▶ [EXTRACT]:
Background : Dengue Haemorrhagic Fever is still the major cause of child’s morbidity and mortality in Indonesia. In order to lower the incidence rate of severe dengue in children, there should be simple parameters which can be used to predict the severity of dengue viral infection. Sodium and potassium in human blood’s serum are possibly two laboratory profiles that can represent dengue severity levels.
Material : This is a cross sectional study, conducted by taking data from medical records of 43 child patients, who were admitted in the inpatient department, Jombang Regional Hospital during 2017. The samples were then categorized to Dengue Fever, Dengue Haemorrhagic Fever, and Dengue Shock Syndrome according to Pongpan’s Dengue Severity Scoring. The correlations between serum’s sodium and potassium levels and Pongpan’s Dengue Severity Score were then analyzed using Pearson’s correlation test.
Results : The mean age of those 43 child patients was 7,8 years (range 2–13,8 years). The mean sodium level of the samples was 131.3 meq/L (range 115.0-139.0). The mean sodium level was significantly higher in patients with DF (134.38 meq/L) than in those with DHF (130.60 meq/L) (p <0.05). The mean potassium level of the samples was 3.93 meq/L (range 2.92-5.54). No significant difference between the mean potassium level of the DF and DHF patients (3.67 meq/L versus 3.99 meq/L; p>0.05). From the Pearson correlation test, we infer that there was significant correlation between sodium serum levels and dengue severity score (r=-0.439; p =0.003). However, potasium level doesn’t seem to show the same correlation with dengue severity score (r=0.074; p =0.636).
Conclusions : Sodium serum level is significantly correlated with dengue severity score, but not potassium serum level. Serum sodium levels were significantly lower in patients with DHF than in patients with DF. Further studies are required to determine whether hyponatremia can be used as prognostic indicator of dengue viral infection.

▶ [AIM OF THE TASK]:
Please list every category that the dengue study summary says the child patients were sorted into under Pongpan's Dengue Severity Scoring.

▶ [RECORDED INFORMATION]:
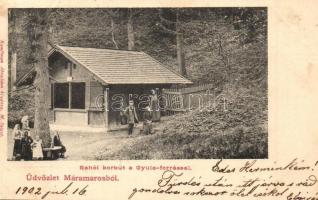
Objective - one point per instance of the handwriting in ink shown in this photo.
(44, 193)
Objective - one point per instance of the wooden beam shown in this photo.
(106, 106)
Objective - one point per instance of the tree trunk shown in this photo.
(130, 31)
(39, 39)
(180, 51)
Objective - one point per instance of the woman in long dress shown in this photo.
(37, 148)
(154, 106)
(26, 149)
(17, 135)
(147, 117)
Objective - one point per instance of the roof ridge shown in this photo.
(163, 65)
(115, 50)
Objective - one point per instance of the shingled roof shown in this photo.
(122, 67)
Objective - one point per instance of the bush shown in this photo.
(238, 132)
(21, 103)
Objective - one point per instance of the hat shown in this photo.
(24, 118)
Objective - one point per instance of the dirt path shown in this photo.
(86, 146)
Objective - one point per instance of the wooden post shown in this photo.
(13, 72)
(106, 106)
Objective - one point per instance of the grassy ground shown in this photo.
(238, 132)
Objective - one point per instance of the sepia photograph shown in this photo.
(137, 83)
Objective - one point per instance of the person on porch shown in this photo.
(154, 106)
(132, 118)
(147, 117)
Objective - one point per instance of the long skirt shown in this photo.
(17, 148)
(156, 116)
(147, 127)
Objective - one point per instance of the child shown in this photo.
(57, 142)
(17, 135)
(132, 118)
(37, 148)
(147, 117)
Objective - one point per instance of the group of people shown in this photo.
(25, 147)
(150, 114)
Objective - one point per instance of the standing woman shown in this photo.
(26, 149)
(17, 135)
(37, 148)
(154, 106)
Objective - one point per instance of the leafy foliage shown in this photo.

▶ [TASK SOLUTION]:
Dengue Fever, Dengue Haemorrhagic Fever, Dengue Shock Syndrome